=== Task to complete ===
Locate each line in the material below that contains the word "arched", and copy those lines out.

[Records]
****************************************

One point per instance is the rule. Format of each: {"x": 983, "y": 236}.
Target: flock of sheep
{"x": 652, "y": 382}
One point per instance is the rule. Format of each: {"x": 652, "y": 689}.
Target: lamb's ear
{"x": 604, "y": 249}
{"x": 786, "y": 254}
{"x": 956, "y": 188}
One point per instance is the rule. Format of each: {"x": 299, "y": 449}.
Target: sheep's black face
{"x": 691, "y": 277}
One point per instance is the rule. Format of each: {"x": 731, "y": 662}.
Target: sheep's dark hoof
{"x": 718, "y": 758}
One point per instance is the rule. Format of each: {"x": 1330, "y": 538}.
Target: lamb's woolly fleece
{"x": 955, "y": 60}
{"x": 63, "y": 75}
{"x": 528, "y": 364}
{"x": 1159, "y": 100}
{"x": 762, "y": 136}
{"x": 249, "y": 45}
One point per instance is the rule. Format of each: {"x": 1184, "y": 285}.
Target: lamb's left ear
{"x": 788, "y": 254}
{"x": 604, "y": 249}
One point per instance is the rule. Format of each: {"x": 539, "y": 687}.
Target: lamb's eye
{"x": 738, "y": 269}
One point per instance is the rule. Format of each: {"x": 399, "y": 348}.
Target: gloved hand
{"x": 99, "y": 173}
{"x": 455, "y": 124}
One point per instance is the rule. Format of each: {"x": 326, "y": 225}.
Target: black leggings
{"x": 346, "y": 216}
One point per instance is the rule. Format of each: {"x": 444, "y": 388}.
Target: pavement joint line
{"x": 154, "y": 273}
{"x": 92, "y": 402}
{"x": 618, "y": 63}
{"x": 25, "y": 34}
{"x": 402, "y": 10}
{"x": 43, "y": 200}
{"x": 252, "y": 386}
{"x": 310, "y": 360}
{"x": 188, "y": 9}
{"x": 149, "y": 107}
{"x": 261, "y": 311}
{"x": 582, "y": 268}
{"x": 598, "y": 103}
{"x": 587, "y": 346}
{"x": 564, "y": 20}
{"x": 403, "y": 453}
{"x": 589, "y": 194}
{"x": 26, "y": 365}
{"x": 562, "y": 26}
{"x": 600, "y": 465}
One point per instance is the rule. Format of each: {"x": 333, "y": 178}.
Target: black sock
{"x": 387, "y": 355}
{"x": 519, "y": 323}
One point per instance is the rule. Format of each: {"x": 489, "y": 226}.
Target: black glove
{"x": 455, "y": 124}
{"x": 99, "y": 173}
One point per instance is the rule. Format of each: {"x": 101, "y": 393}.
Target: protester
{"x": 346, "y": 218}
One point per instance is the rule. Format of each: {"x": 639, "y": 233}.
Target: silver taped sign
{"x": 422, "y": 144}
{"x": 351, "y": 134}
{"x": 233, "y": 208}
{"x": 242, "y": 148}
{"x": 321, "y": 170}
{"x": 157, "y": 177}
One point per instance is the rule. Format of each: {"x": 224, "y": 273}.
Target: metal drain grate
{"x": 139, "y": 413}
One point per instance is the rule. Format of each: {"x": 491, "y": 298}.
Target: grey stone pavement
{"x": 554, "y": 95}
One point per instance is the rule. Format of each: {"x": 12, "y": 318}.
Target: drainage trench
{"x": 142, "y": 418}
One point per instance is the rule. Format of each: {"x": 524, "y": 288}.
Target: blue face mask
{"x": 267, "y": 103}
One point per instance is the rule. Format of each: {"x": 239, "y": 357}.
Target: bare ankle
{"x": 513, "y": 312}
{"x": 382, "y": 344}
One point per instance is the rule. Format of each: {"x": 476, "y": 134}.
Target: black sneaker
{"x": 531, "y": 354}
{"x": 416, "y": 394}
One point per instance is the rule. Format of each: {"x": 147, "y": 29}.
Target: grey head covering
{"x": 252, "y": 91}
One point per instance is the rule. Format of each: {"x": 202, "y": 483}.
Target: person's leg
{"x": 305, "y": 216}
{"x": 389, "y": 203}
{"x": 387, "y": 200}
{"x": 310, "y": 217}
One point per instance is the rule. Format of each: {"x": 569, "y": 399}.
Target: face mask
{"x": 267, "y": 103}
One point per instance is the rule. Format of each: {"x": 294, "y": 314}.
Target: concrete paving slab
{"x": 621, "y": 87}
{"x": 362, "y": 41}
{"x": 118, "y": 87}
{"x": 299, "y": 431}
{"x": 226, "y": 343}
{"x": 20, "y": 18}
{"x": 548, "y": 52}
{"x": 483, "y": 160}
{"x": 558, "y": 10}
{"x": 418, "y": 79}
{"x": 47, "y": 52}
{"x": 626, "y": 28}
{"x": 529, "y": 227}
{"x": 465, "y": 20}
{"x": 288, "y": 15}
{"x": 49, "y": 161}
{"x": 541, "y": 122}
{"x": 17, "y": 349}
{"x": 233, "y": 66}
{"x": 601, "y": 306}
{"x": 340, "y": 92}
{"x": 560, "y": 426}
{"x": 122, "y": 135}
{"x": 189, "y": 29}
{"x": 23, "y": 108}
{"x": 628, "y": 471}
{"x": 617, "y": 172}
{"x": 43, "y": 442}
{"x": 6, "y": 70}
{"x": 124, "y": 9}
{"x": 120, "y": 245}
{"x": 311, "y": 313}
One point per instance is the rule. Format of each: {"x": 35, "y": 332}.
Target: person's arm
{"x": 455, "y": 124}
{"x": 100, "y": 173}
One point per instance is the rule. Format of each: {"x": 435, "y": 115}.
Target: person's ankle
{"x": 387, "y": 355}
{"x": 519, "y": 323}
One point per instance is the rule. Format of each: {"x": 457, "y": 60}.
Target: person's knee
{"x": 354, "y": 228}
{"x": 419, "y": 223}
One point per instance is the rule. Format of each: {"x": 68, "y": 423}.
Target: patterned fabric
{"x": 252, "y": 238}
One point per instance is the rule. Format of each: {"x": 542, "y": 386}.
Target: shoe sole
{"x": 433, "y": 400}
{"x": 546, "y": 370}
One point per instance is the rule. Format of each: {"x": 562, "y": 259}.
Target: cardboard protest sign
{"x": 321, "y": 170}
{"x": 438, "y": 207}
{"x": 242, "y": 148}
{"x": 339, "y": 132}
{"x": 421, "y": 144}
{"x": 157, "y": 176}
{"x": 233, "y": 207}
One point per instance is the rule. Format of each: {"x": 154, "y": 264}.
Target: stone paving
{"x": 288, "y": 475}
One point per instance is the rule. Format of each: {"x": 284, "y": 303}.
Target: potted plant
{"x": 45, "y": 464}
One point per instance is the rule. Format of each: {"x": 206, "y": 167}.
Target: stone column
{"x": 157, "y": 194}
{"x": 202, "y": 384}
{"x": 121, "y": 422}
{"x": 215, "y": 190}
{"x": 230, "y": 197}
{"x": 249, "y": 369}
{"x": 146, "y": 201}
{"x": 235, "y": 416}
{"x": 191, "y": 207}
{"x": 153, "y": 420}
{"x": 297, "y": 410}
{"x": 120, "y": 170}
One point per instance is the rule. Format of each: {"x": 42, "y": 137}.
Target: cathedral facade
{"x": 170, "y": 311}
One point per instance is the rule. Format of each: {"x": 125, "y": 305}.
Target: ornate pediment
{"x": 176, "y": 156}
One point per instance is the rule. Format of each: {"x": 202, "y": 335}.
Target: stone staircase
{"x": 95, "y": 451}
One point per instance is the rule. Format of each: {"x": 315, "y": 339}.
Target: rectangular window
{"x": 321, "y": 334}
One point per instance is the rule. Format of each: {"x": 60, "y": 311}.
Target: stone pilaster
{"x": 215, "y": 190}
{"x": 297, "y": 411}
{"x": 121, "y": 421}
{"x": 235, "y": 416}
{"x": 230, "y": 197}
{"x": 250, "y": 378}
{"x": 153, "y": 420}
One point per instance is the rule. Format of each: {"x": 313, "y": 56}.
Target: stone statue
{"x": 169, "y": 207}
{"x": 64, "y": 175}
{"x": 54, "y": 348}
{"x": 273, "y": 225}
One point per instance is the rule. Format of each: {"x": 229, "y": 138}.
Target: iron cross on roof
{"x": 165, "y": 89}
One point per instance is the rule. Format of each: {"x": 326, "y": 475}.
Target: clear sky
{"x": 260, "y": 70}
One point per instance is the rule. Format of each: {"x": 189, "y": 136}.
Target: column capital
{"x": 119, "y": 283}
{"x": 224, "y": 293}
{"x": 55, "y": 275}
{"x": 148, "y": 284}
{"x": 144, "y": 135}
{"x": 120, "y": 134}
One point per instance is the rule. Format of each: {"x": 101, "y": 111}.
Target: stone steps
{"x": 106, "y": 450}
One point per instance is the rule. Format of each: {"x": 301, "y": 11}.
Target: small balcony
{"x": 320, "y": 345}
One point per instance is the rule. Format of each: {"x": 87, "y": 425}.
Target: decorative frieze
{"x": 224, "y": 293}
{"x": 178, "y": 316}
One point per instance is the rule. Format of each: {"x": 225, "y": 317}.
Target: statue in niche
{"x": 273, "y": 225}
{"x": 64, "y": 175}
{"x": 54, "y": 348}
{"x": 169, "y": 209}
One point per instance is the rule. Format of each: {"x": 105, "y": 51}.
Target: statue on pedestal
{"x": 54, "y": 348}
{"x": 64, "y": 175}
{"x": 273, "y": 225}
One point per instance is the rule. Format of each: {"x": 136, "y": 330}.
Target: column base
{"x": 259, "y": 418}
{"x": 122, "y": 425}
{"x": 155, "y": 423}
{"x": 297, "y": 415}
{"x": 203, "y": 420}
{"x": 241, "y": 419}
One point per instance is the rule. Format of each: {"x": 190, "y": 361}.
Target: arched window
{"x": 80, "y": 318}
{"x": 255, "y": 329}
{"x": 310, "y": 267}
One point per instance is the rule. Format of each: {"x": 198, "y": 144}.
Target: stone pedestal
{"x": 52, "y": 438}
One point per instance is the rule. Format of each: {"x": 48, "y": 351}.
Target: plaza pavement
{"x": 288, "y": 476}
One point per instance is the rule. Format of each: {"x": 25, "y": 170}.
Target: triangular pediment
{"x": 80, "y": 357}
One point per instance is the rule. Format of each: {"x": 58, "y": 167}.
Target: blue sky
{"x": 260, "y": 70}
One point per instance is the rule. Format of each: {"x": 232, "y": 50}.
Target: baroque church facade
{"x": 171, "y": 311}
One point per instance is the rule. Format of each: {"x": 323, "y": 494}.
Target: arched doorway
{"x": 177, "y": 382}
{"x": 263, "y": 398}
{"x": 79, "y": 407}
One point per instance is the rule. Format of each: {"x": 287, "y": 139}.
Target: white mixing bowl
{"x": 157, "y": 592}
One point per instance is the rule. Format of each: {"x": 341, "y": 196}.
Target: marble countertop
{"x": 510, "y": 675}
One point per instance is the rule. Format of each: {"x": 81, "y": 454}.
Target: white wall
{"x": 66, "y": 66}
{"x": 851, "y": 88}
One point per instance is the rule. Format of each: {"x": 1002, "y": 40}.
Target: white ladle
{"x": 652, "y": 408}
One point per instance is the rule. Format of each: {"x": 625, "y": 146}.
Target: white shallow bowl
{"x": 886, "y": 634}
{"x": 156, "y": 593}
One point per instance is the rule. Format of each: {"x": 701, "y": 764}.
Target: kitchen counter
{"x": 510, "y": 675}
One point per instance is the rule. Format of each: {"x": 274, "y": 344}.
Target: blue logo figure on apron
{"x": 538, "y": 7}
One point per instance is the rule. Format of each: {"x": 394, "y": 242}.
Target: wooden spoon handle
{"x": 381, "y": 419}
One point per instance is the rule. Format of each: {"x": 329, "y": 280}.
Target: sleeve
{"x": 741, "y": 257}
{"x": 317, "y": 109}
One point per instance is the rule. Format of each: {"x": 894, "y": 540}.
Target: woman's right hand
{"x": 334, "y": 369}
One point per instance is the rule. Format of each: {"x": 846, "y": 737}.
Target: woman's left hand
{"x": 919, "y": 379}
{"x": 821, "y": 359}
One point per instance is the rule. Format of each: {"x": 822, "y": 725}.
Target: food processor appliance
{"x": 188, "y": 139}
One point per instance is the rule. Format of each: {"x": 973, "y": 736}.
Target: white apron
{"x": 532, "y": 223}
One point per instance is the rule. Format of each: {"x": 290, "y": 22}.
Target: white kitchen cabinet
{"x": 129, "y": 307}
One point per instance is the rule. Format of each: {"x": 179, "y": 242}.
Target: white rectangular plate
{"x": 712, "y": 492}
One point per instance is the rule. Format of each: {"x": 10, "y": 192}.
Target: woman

****************************************

=== Exercise solution ===
Target: arched window
Target: arched doorway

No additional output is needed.